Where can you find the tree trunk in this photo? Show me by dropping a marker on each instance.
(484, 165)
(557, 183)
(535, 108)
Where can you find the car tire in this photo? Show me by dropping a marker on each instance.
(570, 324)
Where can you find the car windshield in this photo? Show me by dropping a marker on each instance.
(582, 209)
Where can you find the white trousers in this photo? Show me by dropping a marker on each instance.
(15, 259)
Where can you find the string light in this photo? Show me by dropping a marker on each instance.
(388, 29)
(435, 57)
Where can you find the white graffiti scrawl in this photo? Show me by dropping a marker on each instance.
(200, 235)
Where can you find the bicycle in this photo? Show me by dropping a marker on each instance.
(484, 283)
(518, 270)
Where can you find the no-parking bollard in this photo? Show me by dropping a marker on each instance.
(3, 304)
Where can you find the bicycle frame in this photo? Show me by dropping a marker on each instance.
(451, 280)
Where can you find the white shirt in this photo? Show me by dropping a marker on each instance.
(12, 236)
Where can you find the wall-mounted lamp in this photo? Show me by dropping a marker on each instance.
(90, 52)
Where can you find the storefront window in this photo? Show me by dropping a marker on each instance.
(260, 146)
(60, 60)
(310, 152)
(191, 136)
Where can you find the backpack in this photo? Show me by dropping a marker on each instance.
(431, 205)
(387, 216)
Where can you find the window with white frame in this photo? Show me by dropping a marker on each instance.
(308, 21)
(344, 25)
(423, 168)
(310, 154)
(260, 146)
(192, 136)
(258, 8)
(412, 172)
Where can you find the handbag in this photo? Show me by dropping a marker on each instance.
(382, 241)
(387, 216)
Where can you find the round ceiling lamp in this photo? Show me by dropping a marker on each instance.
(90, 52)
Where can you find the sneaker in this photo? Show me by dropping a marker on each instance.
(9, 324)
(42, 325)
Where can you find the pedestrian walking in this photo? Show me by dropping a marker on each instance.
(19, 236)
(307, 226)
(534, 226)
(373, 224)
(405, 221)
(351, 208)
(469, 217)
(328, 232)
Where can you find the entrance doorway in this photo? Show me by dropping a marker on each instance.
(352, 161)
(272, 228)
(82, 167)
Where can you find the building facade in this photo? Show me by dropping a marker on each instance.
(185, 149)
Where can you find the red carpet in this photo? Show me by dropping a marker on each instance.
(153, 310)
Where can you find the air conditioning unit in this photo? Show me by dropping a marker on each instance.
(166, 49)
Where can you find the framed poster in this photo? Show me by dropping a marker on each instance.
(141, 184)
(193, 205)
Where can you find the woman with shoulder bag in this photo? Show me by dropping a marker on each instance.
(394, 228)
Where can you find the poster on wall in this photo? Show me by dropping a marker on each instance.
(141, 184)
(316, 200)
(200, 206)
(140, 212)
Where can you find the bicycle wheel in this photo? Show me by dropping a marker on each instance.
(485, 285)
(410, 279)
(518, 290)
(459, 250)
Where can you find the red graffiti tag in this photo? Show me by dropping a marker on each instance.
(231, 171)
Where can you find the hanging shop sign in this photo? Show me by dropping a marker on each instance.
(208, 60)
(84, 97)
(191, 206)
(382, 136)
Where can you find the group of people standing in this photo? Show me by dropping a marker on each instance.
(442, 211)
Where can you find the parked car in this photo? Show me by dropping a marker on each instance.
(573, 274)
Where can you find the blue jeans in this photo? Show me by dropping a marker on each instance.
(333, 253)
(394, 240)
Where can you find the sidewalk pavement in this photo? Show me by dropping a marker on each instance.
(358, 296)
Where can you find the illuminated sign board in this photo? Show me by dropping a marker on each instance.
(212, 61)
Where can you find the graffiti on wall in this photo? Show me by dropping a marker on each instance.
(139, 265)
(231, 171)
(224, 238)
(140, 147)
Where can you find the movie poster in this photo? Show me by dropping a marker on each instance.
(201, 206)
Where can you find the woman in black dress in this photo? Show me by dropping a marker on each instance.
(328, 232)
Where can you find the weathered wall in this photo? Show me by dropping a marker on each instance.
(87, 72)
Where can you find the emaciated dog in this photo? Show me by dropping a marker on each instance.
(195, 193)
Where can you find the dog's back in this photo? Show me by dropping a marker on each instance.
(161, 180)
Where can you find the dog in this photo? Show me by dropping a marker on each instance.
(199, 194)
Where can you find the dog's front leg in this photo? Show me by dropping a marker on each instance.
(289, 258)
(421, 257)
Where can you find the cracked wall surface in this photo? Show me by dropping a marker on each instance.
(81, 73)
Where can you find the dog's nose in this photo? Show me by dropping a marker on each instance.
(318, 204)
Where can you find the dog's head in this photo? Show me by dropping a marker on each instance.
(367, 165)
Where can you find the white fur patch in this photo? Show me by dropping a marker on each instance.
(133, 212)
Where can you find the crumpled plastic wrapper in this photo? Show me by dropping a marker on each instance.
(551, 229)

§ YOUR GOAL
Copy the entries word for word, starting at the line that contains "Where can you find the cracked" and ending with the last line of the entries, including both.

§ WORKED SOLUTION
Where can you find the cracked wall surface in this photo? Show me by dropping a marker on each instance.
(81, 73)
Where can you find the dog's nose in this photo? Show me by dropping a marker on each instance.
(318, 204)
Where can you find the dog's head in this photo? Show me by dropping a marker on each instance.
(367, 165)
Where can you find the white fur patch in this photo? Show me by dropping a marker on each instance.
(133, 212)
Where can you find the crumpled plastic wrapper in this photo? Show me by dropping a marker on each instance.
(551, 229)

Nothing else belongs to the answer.